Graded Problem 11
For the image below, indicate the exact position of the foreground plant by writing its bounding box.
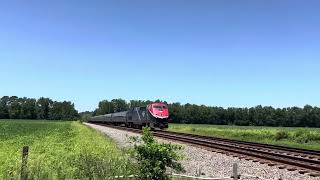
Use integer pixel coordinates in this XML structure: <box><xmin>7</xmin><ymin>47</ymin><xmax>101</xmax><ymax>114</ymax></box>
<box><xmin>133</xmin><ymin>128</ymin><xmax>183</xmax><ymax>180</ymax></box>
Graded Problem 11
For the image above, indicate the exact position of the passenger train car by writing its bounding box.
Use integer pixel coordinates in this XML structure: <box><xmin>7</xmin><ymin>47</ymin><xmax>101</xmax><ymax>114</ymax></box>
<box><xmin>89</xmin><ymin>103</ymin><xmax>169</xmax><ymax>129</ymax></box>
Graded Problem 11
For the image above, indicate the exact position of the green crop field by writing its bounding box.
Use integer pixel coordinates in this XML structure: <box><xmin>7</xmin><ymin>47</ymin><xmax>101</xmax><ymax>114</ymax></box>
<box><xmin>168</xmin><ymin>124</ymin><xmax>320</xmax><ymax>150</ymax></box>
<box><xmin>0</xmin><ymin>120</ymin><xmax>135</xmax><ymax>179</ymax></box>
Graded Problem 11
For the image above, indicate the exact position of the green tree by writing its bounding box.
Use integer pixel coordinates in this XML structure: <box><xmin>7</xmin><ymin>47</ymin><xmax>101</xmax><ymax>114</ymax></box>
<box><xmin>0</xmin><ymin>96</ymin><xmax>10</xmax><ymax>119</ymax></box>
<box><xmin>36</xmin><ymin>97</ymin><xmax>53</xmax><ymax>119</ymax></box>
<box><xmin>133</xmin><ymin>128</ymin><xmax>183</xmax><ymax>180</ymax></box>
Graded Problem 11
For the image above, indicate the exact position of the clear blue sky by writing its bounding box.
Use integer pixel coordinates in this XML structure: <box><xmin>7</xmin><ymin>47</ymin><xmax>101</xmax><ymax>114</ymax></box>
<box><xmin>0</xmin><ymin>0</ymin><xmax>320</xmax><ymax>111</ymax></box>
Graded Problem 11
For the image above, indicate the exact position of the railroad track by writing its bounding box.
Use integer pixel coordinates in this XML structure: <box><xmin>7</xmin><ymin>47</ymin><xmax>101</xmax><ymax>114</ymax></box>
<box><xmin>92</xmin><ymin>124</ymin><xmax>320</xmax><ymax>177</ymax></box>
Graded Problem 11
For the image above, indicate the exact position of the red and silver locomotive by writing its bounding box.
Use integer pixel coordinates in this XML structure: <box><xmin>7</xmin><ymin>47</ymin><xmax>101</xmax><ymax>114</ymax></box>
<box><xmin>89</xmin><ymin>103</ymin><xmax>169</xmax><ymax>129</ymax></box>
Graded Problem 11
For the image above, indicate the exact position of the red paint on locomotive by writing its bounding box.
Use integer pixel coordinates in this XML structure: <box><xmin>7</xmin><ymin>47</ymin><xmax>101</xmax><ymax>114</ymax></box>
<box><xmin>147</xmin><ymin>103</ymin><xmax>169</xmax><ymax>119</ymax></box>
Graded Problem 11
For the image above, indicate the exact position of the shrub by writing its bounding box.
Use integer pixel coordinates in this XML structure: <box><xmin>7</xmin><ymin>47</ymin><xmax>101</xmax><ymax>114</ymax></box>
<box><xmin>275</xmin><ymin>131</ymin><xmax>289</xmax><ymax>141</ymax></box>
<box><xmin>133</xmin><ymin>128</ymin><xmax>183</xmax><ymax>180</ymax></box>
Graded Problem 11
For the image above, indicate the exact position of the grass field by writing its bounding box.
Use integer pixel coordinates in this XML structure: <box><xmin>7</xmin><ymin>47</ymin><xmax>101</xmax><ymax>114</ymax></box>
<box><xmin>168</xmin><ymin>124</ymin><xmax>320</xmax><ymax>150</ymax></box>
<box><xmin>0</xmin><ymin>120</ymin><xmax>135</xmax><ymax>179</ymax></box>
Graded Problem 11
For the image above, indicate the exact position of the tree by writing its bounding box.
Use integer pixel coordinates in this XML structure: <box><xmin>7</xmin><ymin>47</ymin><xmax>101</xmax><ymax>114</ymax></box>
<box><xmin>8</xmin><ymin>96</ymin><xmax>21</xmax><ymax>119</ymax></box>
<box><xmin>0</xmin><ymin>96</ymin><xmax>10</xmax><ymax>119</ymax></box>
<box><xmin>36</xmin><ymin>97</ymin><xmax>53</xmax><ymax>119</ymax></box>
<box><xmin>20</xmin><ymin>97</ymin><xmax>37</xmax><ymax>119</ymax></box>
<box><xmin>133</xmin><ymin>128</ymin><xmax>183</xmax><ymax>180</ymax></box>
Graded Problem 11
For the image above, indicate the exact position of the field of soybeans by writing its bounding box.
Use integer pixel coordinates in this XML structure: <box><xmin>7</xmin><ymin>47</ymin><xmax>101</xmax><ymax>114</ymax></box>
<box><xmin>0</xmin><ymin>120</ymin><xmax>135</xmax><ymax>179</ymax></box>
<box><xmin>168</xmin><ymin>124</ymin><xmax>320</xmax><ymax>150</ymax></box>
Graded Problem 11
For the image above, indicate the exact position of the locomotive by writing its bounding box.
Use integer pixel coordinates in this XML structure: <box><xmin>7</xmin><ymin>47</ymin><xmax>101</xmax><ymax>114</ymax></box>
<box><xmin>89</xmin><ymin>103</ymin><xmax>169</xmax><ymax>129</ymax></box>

**Task prompt**
Report each line of the records that contains the word "field".

**Response**
For the image above, indicate the exact position of the green crop field by writing its bounding box.
For the image above, indicate the exact position of the grass field by writing its bounding box.
For the image above, indicate the exact position of the field of soybeans by writing its bounding box.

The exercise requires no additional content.